Görev 1
Mahkeme kararından "Emsal Mahkeme Kararı" sözleriyle başlayıp "kesinleşmiş bir karardır." sözlerine kadar süren kısmı, iki ucu da dahil olmak üzere aynen yazın.
Görev 2
Kayıtlarda "tree" kelimesinin geçtiği kaç satır var? Yalnızca sayıyı yazın.

Gösterilen metin
Emsal Mahkeme Kararı İstanbul Anadolu 10. Asliye Ticaret Mahkemesi 2019/633 E. 2019/720 K. 15.10.2019 T.

Görüntülediğiniz mahkeme kararı kesinleşmiş bir karardır.

T.C. İstanbul Anadolu 10. ASLİYE TİCARET MAHKEMESİ

GEREKÇELİ KARAR

ESAS NO : 2019/633 Esas
KARAR NO : 2019/720

DAVA : Tazminat
DAVA TARİHİ : 29/04/2016
KARAR TARİHİ : 15/10/2019

Mahkememizde görülmekte olan Tazminat davasının yapılan açık yargılaması sonunda,
GEREĞİ DÜŞÜNÜLDÜ:
DAVA: Davacı vekilinin 29/04/2016 tarihli dava dilekçesinde özetle; davalı —– 25.03.2016 tarihinde,—– hesabından, müvekkili —- ile ilgili olarak kişilik haklarına ağır bir biçimde saldıran ve müvekkiline çok ciddi ve haksız somut olgu isnadında bulunduğunu bu bununla ilgili tweet paylaştığını, davalı tarafından gerçekleştirilen haksız fiil nedeni ile müvekkilinin kişilik haklarının zedelendiğini, ————- şeklindeki iletiyi paylaşarak —– olayla müvekkilinin ilişkilendirilerek müvekkili ———– yönünde ağır ithamlarda bulunduğunu, ——-iptal çağrısı yaptığını ancak davalının bu sözlerinin gerçek dışı olduğunu ancak haksız bir biçimde somut isnat eden paylaşımlarının çok sayıda kişiye ulaşdığını, müvekkilinin toplum nezdindeki saygınlığının ve telafisi güç manevi zarara uğramasına sebebiyet verdiğini, bu itibarla manevi zararın boyutu düşünüldüğünde müvekkilinin zararınn bir nebze de olsa giderilmesi için 10.000,00 TL. manevi tazminatın dava tarihinden itibaren işleyecek yasal faizi ile birlikte davalıdan tahsil edilmesini, yargılama giderleri ve vekalet ücretinin davalı taraf üzerinde bırakılmasını talep ve dava etmiştir.

Verilen veriler
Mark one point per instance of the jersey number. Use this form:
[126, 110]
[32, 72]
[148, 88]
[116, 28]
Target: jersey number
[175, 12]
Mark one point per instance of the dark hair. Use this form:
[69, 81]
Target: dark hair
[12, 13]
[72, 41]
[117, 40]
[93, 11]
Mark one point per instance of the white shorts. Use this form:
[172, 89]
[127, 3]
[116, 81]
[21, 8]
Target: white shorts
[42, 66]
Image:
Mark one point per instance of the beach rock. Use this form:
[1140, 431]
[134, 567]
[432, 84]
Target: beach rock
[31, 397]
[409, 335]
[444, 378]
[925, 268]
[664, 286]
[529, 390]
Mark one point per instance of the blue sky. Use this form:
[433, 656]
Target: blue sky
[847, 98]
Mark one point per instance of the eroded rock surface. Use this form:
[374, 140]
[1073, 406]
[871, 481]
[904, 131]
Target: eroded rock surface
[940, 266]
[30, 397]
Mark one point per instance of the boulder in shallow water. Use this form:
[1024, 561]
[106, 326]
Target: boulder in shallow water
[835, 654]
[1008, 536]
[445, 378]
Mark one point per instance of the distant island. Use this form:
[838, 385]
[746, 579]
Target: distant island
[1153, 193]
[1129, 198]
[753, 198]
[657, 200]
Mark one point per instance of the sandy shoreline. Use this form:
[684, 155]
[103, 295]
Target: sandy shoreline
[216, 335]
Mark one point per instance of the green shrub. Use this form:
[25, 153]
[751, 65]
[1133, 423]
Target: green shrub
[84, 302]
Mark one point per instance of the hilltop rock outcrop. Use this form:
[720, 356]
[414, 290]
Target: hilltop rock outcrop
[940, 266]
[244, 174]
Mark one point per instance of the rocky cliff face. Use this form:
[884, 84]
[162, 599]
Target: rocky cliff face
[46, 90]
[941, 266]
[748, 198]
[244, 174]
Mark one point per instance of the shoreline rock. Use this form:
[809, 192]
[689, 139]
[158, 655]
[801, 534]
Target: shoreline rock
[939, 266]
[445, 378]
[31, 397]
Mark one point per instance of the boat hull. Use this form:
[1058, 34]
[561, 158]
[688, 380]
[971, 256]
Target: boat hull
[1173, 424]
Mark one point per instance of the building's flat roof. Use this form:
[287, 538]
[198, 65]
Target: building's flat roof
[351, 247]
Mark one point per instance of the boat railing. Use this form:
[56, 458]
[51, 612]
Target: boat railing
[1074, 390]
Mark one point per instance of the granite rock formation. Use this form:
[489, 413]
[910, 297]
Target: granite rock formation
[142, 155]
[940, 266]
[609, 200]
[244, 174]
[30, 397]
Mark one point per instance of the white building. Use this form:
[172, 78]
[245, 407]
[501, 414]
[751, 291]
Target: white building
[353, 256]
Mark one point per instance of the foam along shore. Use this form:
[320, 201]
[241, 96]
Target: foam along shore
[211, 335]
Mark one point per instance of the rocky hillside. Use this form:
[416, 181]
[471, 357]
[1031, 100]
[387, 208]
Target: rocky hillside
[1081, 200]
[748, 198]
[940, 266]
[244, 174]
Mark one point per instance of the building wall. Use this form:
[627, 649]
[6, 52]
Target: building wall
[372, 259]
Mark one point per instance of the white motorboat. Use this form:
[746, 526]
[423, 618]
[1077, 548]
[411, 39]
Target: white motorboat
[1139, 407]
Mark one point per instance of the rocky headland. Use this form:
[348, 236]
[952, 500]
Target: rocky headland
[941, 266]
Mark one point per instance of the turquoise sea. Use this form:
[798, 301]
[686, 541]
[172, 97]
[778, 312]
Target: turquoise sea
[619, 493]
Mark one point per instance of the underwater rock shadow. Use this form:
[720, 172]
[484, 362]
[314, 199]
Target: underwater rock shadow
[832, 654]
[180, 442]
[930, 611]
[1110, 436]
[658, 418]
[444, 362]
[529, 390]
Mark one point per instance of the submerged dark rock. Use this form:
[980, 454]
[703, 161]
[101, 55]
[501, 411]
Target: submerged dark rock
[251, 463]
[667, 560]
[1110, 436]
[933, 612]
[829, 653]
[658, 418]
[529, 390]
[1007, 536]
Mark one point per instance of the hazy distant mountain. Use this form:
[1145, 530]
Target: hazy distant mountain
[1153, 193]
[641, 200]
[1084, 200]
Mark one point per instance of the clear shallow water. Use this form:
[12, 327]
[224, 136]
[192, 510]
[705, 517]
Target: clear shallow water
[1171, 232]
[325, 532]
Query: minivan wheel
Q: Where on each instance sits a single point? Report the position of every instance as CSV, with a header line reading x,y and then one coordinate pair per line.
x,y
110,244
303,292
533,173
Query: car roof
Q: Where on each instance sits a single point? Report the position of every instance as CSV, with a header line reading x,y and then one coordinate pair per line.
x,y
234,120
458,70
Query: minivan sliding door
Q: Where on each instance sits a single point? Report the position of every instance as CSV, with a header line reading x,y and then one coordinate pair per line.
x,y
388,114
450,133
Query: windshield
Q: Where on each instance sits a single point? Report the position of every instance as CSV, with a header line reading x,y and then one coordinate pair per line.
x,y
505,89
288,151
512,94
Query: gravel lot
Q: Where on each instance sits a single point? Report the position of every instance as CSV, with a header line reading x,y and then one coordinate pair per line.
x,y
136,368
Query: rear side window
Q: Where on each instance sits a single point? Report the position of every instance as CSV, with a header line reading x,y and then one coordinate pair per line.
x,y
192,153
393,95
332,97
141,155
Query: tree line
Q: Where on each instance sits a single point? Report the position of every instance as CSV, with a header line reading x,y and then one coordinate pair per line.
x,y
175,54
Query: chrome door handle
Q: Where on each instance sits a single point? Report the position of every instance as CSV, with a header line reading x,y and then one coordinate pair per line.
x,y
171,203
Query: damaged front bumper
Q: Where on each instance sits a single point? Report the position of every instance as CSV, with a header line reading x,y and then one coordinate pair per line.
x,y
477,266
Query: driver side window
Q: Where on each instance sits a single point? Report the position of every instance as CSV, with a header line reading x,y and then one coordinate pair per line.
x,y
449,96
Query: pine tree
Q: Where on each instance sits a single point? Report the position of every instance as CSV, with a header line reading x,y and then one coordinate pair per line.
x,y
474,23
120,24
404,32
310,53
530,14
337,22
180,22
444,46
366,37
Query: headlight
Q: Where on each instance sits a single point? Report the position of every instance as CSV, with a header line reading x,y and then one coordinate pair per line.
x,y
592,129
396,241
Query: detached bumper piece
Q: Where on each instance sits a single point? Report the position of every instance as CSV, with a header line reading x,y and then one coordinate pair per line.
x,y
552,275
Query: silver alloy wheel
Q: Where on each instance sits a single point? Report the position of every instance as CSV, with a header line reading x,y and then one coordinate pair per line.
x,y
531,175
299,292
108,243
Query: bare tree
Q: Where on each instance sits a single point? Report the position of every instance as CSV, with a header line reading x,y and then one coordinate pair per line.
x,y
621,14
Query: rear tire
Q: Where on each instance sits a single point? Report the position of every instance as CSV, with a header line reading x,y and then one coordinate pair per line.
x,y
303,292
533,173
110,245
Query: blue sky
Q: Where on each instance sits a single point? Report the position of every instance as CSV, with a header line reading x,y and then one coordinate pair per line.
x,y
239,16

==

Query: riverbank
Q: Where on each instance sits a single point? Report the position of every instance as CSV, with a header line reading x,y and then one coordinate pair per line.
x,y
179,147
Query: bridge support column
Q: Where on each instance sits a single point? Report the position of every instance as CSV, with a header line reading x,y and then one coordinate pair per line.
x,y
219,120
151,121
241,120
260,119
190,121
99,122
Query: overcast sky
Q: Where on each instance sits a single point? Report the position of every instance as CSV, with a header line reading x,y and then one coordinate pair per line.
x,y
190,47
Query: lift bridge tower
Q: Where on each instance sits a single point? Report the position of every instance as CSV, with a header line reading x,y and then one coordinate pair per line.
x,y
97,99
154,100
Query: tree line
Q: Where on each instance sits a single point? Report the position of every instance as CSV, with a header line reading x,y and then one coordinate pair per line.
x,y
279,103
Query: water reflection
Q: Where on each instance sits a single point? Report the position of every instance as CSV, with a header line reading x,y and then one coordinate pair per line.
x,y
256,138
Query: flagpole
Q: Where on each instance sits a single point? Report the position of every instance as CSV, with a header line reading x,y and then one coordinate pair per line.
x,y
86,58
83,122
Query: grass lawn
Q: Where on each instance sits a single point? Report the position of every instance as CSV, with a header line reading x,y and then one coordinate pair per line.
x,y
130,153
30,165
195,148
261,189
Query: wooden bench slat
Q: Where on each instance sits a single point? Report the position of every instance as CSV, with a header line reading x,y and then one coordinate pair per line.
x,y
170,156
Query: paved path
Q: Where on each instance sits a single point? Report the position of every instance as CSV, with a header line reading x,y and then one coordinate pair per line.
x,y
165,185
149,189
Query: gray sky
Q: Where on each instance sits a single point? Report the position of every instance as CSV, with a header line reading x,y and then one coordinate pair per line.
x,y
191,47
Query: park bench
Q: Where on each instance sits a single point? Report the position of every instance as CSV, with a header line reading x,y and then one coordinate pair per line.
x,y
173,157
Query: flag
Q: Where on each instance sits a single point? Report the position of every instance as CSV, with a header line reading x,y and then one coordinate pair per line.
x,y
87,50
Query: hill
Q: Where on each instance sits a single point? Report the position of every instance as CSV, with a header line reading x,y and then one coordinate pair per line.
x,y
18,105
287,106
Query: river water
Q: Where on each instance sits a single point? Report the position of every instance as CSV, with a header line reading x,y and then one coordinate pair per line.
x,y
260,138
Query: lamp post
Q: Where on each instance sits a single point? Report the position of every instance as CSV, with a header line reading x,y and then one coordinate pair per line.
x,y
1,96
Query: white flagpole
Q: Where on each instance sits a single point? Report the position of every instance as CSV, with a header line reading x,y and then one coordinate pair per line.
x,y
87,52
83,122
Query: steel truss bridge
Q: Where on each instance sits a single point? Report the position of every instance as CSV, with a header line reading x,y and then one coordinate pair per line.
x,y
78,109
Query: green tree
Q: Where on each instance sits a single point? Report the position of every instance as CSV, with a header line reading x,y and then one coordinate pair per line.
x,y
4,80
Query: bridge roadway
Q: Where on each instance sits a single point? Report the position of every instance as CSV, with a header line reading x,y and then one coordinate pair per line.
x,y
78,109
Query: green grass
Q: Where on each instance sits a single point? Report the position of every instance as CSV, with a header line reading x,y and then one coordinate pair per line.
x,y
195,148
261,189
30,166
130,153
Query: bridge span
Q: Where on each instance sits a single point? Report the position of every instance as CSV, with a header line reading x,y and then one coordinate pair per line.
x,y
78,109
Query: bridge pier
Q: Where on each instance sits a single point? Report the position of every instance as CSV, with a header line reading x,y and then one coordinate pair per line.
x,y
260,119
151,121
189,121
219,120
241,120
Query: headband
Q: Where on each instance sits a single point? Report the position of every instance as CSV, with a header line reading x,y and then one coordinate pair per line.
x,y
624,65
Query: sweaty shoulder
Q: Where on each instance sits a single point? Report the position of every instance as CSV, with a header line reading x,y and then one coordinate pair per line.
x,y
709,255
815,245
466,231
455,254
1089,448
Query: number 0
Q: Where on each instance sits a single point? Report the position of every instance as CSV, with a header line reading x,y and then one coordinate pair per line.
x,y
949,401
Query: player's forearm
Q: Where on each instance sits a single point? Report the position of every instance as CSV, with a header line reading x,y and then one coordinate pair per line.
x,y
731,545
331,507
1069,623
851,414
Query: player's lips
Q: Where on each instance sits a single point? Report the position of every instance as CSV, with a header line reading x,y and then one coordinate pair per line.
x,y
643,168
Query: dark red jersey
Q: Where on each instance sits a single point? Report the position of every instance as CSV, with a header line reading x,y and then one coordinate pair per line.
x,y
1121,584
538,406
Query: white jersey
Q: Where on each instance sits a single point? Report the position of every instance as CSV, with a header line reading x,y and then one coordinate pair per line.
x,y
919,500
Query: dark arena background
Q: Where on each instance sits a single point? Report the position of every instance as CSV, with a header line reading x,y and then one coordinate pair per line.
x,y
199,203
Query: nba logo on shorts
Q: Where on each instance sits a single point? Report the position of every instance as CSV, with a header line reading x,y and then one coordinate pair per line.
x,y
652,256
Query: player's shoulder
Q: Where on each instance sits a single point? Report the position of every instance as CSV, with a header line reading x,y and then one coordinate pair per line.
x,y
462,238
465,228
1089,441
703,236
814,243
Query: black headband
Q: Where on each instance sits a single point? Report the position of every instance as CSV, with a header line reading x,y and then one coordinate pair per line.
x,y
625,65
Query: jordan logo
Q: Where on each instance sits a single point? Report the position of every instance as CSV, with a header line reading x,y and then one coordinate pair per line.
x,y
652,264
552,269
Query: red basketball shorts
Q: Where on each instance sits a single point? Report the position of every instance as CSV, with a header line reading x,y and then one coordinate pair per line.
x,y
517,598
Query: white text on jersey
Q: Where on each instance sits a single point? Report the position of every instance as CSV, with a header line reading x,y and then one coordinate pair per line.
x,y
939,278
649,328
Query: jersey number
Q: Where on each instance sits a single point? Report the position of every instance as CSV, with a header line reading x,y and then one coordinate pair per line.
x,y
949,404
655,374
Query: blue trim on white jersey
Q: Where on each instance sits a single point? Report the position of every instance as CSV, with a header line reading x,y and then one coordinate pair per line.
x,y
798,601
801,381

* * *

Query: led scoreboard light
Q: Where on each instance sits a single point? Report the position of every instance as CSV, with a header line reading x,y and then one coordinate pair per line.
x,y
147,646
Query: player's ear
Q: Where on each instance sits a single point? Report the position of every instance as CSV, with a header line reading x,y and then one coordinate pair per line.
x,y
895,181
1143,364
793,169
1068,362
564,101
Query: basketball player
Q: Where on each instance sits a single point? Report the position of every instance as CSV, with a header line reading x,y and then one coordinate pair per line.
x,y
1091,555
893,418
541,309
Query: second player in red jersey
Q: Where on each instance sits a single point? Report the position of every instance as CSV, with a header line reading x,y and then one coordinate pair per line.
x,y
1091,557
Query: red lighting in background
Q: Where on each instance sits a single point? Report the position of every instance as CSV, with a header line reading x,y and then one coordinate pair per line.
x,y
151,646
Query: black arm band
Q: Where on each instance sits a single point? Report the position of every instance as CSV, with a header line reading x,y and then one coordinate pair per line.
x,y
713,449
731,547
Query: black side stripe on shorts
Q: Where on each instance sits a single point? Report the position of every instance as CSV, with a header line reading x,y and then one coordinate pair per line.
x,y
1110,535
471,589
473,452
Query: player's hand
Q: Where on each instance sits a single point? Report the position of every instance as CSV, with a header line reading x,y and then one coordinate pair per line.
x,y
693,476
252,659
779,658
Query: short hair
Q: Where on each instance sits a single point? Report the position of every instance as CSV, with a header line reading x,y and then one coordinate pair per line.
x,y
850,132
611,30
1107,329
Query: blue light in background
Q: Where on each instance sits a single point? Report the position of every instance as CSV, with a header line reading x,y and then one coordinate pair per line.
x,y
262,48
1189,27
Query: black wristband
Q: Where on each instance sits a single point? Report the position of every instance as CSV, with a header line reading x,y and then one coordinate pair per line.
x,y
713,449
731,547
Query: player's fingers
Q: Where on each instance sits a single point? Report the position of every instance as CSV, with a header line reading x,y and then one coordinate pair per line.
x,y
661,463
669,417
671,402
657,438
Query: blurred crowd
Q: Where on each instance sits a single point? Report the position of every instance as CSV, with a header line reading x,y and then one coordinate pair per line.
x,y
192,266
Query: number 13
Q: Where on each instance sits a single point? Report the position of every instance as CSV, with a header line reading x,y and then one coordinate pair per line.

Tam çözüm 1
Emsal Mahkeme Kararı İstanbul Anadolu 10. Asliye Ticaret Mahkemesi 2019/633 E. 2019/720 K. 15.10.2019 T.

Görüntülediğiniz mahkeme kararı kesinleşmiş bir karardır.

Tam çözüm 2
5